REQUEST » Set out every line of the listing below as a numbered list, skipping any blank lines and omitting the pictures.

DATA SUPPLIED »
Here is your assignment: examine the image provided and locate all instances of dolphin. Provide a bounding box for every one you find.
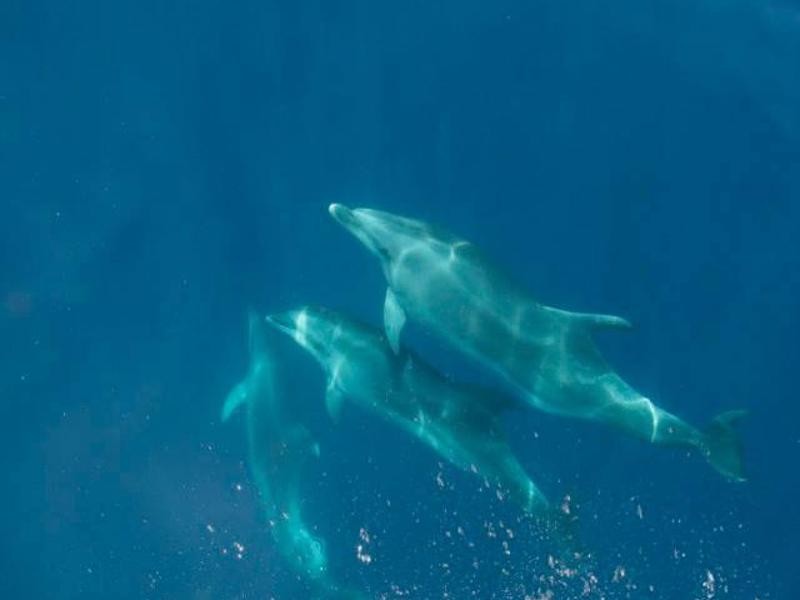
[221,312,365,600]
[329,204,746,481]
[267,306,571,541]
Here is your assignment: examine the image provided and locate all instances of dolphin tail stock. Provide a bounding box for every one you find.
[701,410,747,481]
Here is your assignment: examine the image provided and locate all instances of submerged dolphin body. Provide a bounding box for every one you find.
[329,204,744,481]
[267,307,556,518]
[222,313,363,600]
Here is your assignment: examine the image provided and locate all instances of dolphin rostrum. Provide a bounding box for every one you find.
[222,312,364,600]
[267,306,564,523]
[329,204,745,481]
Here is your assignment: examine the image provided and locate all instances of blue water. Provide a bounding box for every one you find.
[0,0,800,600]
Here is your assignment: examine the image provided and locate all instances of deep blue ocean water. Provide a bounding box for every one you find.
[0,0,800,600]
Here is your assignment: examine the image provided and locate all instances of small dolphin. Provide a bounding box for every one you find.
[329,204,745,481]
[222,312,363,600]
[267,306,550,514]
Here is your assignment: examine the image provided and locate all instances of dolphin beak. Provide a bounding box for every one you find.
[328,204,358,230]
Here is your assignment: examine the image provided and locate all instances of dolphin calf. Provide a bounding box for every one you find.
[222,312,364,600]
[329,204,745,481]
[267,306,550,515]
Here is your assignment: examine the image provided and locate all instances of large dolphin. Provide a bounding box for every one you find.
[222,312,364,600]
[329,204,744,481]
[267,306,559,526]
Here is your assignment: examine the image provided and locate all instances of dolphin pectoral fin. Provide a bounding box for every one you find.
[383,288,406,354]
[325,381,344,423]
[220,381,248,423]
[574,313,633,329]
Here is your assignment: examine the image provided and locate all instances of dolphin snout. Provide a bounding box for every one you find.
[328,203,356,227]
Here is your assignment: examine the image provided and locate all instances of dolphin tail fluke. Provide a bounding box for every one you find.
[703,410,747,481]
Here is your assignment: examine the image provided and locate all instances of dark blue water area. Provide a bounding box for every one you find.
[0,0,800,600]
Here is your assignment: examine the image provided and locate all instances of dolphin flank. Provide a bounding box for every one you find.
[267,306,550,514]
[222,312,364,600]
[329,204,745,481]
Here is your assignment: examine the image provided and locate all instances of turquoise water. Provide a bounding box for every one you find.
[0,0,800,600]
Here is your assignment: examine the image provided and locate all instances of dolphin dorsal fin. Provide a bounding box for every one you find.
[383,287,406,354]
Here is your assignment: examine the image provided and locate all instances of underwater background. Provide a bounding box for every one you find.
[0,0,800,600]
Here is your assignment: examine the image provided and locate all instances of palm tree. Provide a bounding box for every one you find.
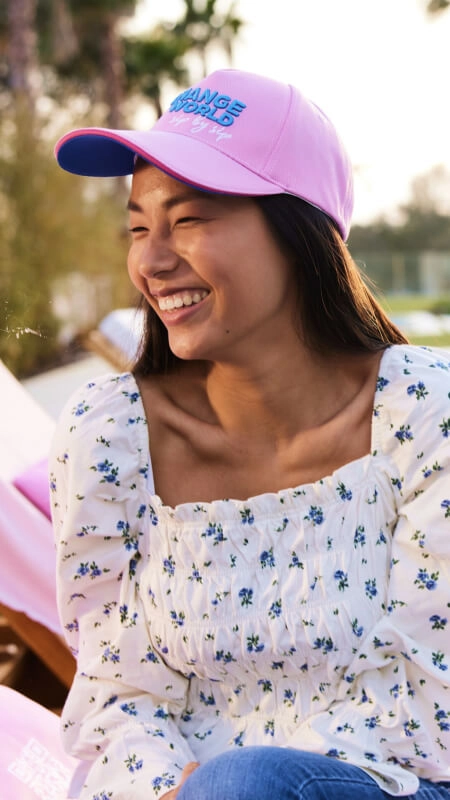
[6,0,38,114]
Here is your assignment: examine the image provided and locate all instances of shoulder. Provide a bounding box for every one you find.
[377,345,450,410]
[375,345,450,469]
[58,372,142,430]
[50,373,149,494]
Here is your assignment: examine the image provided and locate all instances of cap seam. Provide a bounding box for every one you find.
[263,83,294,172]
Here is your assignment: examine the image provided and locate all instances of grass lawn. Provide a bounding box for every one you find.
[378,294,450,348]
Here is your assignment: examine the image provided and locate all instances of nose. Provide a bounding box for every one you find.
[138,233,179,278]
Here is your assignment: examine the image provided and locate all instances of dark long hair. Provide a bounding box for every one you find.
[134,194,408,376]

EXERCISE OUTPUT »
1. Here is your assignment: examine the image provided and locate all instances of dolphin. Provide a bounding box for every one you find.
2. [221,312,365,600]
3. [329,204,746,481]
4. [267,306,571,541]
5. Here is your assignment: examine the image provided and locate all instances of dolphin tail stock. Provide a bounding box for every one you find.
6. [701,410,747,481]
7. Here is your assignment: examine the image provided and locate all instances of submerged dolphin body. Provide a bounding box for every one you find.
8. [329,204,744,481]
9. [267,307,556,518]
10. [222,313,363,600]
11. Here is your assignment: examine the image provided and locate all instances of dolphin rostrum. Provide a bounding box for every one you find.
12. [222,312,364,600]
13. [267,306,564,523]
14. [329,204,745,481]
15. Here is your assignment: examine the image provided and locate all instances of blue water. Provide a bounding box for every one you find.
16. [0,0,800,600]
17. Here is your assignment: examine the image provided and locate all instances of deep blue ocean water. Provide a bounding box for every one you find.
18. [0,0,800,600]
19. Here is your assignment: examine the image provided and locate all instances of small dolphin. Provide a bounding box for every one you find.
20. [329,204,745,481]
21. [222,312,363,600]
22. [267,306,550,514]
23. Here is your assignment: examine the image provided and locate all instances of dolphin beak. Provide a bounding box for every one you find.
24. [328,204,358,230]
25. Here is your assignment: examine the image provided and locate all instances of dolphin calf. Provide a bounding box for every one you find.
26. [222,312,364,600]
27. [329,204,745,481]
28. [267,306,550,515]
29. Here is your assignment: examine the image provided and locate all instances of large dolphin. Provide a bounding box for every one you find.
30. [222,312,364,600]
31. [329,204,744,481]
32. [267,306,559,526]
33. Here is your assignment: examine the image provided and locate all instances of dolphin pectoral fin. Provide a bounding box for every one you find.
34. [383,288,406,354]
35. [325,381,344,423]
36. [220,381,248,423]
37. [574,313,633,329]
38. Here is your assignment: examine the image provided and locate all instances of dolphin snout. Provide a bounding box for every one you find.
39. [328,203,356,227]
40. Here is your assignment: examine the image provided and locate all instances of dolphin tail fluke. Provide a bounding box for every one you find.
41. [703,410,747,481]
42. Here is your assignment: examine the image provided and locate all instances of dark blue water area. Provide a bounding box for every one you find.
43. [0,0,800,600]
44. Here is your assignment: examine the image provided and locate all instances of dolphin flank. Provide a bounding box for every one you find.
45. [267,306,550,514]
46. [222,312,364,600]
47. [329,204,745,481]
48. Here is your assignment: examine the image provided and locate all instances of turquoise water. Provide a bounding box for every one you find.
49. [0,0,800,600]
50. Here is your assignment: examine the image provided and locate all instances of dolphin dorsal fin. Provide a bounding box for every one you find.
51. [383,287,406,354]
52. Here is your assignment: examine the image provided and locate all instances of underwater background. Provide a bounding box for every one you find.
53. [0,0,800,600]
54. Here is your assignment: examine the image provided and locate all instances of palm tree. Provide a bounding box for every one you find.
55. [6,0,38,114]
56. Here is your assignment: examine the image provided and locate all instances of shoulder. Provide a bounding box for every one you find.
57. [377,345,450,410]
58. [375,345,450,469]
59. [58,372,142,430]
60. [50,373,149,494]
61. Here is your assignment: examine the image provided and locate all instances of cap seam. Provide a bounding box for every one you find.
62. [263,83,294,172]
63. Here is your assignment: examine the image provided and locate all instances of grass lawn. Provide a bounding box for every one you find.
64. [378,294,450,348]
65. Here is your assignment: examine the image provided and locate all instances of nose. Provide a bounding box for every one you find.
66. [138,233,179,278]
67. Here is your assignment: examine the image provided and locate all instances of dark long hair. Provide a bounding box for every one you find.
68. [134,194,408,376]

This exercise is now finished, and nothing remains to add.